ASSIGNMENT
When you reach the entries, transcribe each one exactly.

____________________

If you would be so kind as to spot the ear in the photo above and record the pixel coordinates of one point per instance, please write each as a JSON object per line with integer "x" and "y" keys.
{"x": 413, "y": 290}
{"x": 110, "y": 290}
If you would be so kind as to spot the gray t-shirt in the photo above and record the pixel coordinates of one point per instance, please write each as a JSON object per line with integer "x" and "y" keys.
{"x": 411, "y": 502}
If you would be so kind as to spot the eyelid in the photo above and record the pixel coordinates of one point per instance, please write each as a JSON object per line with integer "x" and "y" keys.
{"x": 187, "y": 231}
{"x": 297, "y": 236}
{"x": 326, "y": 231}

____________________

WRITTEN RESPONSE
If you would be so kind as to spot the ear in the photo above and record the pixel coordinates of one point per instance, please write each as a JSON object per line with integer "x" and "y" keys.
{"x": 413, "y": 290}
{"x": 110, "y": 290}
If you would be so kind as to spot the gray t-shirt in the photo above and record the pixel coordinates of one point per instance, please write each as a JSON object per line with integer "x" and "y" keys.
{"x": 411, "y": 502}
If you would be so kind as to spot the eyelid in the photo above and record the pixel coordinates of one point per instance, please write each as a JSON object per line with integer "x" and "y" keys.
{"x": 187, "y": 231}
{"x": 297, "y": 236}
{"x": 326, "y": 231}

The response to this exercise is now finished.